→ **Supplied text**
======

Hyperspectral imaging is like conventional photography, however instead of using a single broadband (white) light flash, a series of images is captured across a continuous range of discrete wavelengths of interest. These images are then stacked to yield a three-dimensional data set called a hypercube, which is comprised of two spatial dimensions (x and y) and one spectral dimension (λ) (Fig. 1) [11]. Each location, or pixel in the hypercube has its own spectral signature (reflectance as a function of wavelength) indicative of its composition [12] and can be further interrogated to identify the individual constituents (referred to as endmembers).
A hyperspectral imaging camera (labelled HS) uses narrow bandwidth tuneable light source to illuminate the retina typically in less than one second. The reflected light from the retina is then collected by an image sensor. There are various modes of acquiring a hyperspectral image, but typically different frames are obtained by scanning the source wavelengths to generate a data cube (HS Cube). Each image has both spatial and spectral information and each pixel has a corresponding spectral signature. Images are analysed using deep learning image analysis methods. A convolutional neural network (CNN) is illustrated here. A CNN model is composed of input, hidden and output layers. Hidden layers are fully connected and consist of multiple stacks of convolution, pooling and activation, enabling automated feature extraction, classification and regression. Training a CNN model requires accurate ground-truth data, depicted here as positron emission tomography (PET), optical coherence tomography (OCT) and optical coherence tomography- angiography (OCTA) scans for illustrative purposes. Outputs of this model include disease biomarkers.
Hyperspectral image data cubes are complex and require processing prior to analysis [11, 13]. Each pixel in a hyperspectral image consists of a mixture of reflectance spectra of endmembers [13, 18]. Spectral unmixing is a commonly used analysis technique. Unmixing aims to isolate the individual endmembers present at a given location, and to quantify the abundance of each endmember in each pixel at that location. In the past, mathematical models that account for unmixing have been constructed and used with some success [16, 17]. More recently, approaches utilising artificial intelligence have been popular because of their ability to process and analyse large amounts of highly complex data [16, 19, 20]. A comprehensive discussion of hyperspectral imaging data analysis techniques is beyond the scope of this review and can be found elsewhere [21, 22].
Retinal hypoxia is a key component of numerous ocular diseases including diabetic retinopathy [32], retinal vein occlusion [15, 29], and some forms of glaucoma [30, 31]. Whilst fluorescein angiography (FA) and OCT-angiography (OCTA) are used as surrogate markers of hypoxia, high resolution and non-invasive retinal oximetry methods have the potential to significantly improve the detection, prognostication and management of these diseases [1].
The characteristic absorption spectra of oxy- and deoxy-haemoglobin serve as the basis of pulse oximetry and non-contact retinal oximetry. Oxymap T1 (Oxymap, Reykjavk, Iceland), the reference device for retinal oximetry, uses dual wavelength imaging to estimate oxygen saturation values for higher order vessels [32, 33]. Hyperspectral imaging has several potential advantages over dual wavelength oximetry. The use of many spectral channels can facilitate noise reduction and improved signal detection [30]. This can enable the development of more complex oximetry models and potentially enable pixel-level oximetry across the image field [17]. Studies of a range of retinal diseases indicate that hyperspectral imaging may enable high resolution retinal oximetry to improve our understanding of disease pathophysiology [15, 31, 34,35,36,37,38].

======

→ **Source data**
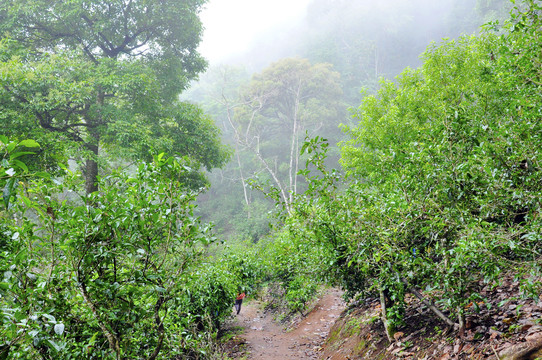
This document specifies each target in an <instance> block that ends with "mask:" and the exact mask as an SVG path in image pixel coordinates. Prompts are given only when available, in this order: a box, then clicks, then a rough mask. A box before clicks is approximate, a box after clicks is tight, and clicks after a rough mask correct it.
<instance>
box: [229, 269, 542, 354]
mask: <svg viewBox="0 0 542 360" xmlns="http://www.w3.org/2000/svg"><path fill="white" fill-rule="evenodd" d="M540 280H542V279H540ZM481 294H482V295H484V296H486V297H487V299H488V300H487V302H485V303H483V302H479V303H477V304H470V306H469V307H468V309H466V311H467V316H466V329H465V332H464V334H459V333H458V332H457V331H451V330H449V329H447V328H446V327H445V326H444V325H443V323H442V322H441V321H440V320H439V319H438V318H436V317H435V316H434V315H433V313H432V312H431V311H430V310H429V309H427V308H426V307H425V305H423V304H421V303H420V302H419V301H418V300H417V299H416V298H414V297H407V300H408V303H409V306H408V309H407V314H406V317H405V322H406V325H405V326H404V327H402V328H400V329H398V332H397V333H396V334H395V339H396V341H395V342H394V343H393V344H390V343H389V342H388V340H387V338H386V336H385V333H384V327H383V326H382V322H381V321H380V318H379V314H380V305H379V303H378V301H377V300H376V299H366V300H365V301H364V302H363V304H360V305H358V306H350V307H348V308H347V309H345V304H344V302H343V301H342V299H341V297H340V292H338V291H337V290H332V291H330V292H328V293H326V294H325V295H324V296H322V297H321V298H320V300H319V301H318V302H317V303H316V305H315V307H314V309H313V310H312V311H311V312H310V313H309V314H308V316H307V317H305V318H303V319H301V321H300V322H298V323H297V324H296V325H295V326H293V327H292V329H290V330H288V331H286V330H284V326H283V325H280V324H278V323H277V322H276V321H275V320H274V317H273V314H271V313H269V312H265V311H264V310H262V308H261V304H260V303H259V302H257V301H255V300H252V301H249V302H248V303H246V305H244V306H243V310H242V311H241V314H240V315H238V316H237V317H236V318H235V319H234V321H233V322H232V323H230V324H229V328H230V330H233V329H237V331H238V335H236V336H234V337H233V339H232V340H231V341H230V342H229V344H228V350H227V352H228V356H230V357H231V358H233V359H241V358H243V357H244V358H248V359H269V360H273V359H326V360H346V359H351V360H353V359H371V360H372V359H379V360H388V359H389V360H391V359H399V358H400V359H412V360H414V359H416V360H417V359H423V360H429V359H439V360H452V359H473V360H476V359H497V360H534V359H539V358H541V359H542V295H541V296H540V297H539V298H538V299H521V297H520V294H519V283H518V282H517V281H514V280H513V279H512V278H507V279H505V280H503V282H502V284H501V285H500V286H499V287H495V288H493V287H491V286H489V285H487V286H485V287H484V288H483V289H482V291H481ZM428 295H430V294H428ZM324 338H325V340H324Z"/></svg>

======

→ **Your instructions**
Can you give again the part of the hyperspectral imaging text that opens with "The characteristic absorption" and closes with "[15, 31, 34,35,36,37,38].", substituting "two-wavelength" for each "dual wavelength"?

→ **Answer box**
The characteristic absorption spectra of oxy- and deoxy-haemoglobin serve as the basis of pulse oximetry and non-contact retinal oximetry. Oxymap T1 (Oxymap, Reykjavk, Iceland), the reference device for retinal oximetry, uses two-wavelength imaging to estimate oxygen saturation values for higher order vessels [32, 33]. Hyperspectral imaging has several potential advantages over two-wavelength oximetry. The use of many spectral channels can facilitate noise reduction and improved signal detection [30]. This can enable the development of more complex oximetry models and potentially enable pixel-level oximetry across the image field [17]. Studies of a range of retinal diseases indicate that hyperspectral imaging may enable high resolution retinal oximetry to improve our understanding of disease pathophysiology [15, 31, 34,35,36,37,38].